------ PROVIDED DATA ------

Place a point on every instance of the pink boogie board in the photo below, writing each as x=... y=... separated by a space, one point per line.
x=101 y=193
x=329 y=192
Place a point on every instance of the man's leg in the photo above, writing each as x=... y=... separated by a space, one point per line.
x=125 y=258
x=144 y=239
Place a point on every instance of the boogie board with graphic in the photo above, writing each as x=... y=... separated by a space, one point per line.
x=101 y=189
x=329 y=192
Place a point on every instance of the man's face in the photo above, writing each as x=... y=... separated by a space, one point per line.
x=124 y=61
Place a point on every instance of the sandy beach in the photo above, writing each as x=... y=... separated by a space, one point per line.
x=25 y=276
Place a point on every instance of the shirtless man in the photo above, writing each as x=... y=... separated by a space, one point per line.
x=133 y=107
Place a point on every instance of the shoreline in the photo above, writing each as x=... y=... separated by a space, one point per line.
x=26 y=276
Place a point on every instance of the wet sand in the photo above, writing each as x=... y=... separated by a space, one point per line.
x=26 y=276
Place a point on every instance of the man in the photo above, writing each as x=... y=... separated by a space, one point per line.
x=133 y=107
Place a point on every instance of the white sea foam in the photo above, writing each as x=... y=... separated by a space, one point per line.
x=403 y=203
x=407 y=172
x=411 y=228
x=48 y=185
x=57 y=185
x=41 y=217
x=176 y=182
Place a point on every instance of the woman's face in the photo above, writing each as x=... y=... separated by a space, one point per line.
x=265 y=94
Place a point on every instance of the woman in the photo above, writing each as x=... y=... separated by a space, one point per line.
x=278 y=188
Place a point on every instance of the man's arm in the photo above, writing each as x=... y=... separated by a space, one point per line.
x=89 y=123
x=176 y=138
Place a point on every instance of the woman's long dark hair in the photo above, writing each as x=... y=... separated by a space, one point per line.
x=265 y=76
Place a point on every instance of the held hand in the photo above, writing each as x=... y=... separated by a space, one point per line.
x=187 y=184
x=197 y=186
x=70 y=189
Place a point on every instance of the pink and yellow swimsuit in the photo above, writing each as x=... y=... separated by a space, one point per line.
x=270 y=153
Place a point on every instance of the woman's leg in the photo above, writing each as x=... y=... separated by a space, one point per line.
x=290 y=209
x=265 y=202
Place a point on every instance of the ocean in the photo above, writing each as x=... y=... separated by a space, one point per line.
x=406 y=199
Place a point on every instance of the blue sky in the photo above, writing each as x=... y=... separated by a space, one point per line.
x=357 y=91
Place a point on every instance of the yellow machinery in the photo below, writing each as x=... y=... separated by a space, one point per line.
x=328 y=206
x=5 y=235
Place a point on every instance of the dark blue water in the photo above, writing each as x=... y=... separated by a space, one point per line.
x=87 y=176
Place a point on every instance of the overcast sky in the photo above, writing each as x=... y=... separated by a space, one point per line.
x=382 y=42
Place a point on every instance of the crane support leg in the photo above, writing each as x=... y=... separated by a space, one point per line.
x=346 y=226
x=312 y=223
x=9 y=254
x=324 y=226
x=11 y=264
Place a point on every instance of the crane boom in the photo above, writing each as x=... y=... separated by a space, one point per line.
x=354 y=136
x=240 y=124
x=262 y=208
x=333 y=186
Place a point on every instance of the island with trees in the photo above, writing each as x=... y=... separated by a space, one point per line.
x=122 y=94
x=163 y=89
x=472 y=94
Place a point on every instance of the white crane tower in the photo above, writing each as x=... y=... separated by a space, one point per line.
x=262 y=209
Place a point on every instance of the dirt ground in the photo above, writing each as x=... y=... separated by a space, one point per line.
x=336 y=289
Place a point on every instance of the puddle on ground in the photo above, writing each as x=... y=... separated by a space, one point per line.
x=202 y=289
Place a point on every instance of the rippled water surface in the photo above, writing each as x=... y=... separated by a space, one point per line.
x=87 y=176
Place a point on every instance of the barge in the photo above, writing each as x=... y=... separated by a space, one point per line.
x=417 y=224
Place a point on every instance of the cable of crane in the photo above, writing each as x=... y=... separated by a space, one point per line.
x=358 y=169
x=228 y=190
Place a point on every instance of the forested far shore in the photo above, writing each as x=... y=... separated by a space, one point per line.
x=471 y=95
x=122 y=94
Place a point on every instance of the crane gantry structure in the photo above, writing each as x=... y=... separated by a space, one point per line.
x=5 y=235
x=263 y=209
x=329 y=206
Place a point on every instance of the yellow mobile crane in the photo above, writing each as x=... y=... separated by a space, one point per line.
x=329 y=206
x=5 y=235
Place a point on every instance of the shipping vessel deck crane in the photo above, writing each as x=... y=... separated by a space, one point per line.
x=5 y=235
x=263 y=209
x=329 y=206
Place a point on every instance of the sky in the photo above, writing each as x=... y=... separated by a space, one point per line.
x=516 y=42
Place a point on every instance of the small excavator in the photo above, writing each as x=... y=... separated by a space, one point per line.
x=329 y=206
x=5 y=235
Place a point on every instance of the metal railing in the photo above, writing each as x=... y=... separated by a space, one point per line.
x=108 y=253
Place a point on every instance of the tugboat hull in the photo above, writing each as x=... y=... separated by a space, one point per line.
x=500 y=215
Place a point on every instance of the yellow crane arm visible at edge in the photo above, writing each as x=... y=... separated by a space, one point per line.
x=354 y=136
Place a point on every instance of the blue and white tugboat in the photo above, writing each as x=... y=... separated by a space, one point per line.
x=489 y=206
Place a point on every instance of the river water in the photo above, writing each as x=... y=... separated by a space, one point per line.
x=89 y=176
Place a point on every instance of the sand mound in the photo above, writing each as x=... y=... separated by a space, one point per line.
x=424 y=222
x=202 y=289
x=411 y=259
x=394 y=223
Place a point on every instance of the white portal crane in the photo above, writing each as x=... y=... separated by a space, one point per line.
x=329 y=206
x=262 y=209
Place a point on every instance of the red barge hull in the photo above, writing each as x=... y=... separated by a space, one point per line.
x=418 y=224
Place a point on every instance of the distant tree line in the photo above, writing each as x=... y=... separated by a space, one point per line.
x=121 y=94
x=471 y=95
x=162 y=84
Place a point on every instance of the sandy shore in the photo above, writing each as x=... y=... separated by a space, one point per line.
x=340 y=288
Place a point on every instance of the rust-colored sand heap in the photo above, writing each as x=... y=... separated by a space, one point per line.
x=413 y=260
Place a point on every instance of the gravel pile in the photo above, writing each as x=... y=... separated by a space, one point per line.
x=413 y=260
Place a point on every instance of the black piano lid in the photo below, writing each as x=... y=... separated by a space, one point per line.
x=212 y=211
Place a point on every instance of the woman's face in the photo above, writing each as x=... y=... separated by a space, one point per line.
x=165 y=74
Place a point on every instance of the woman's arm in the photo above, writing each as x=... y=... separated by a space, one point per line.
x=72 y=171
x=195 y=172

------

▶ **GIVEN INSTRUCTION**
Copy the lines of the listing from the one containing "Place a point on every instance of the wet" through the one containing "x=270 y=153", both included. Replace "instance" with "occurrence" throughout, and leave all else unchanged.

▶ **TASK RESULT**
Place a point on every occurrence of the wet sand in the photo above, writing each as x=... y=... separated by a space, one point per line.
x=26 y=276
Place a point on every occurrence of the man in the photo above, writing each as x=... y=... separated by a space, one point per line.
x=133 y=107
Place a point on every occurrence of the white sea foam in the photo above, writing each as x=... y=... separated by a space, one point per line.
x=403 y=203
x=407 y=172
x=411 y=228
x=48 y=185
x=57 y=185
x=41 y=217
x=176 y=182
Place a point on every occurrence of the woman's face in the photo above, writing each as x=... y=... separated by a space, one point per line.
x=265 y=94
Place a point on every occurrence of the woman in the photo above, writing each as x=... y=... separated by a space, one point per line.
x=278 y=188
Place a point on every occurrence of the man's arm in the photo above, writing each as x=... y=... separated by a space, one point per line.
x=89 y=123
x=176 y=138
Place a point on every occurrence of the woman's long dark hair in the photo above, writing each as x=... y=... separated by a space, one point per line.
x=265 y=76
Place a point on every occurrence of the held hand in the photo above, writing each as x=... y=... separated by a space, one point per line.
x=187 y=184
x=197 y=186
x=70 y=189
Place a point on every occurrence of the pink and yellow swimsuit in the photo above, writing each as x=... y=... separated by a space, one point per line.
x=270 y=153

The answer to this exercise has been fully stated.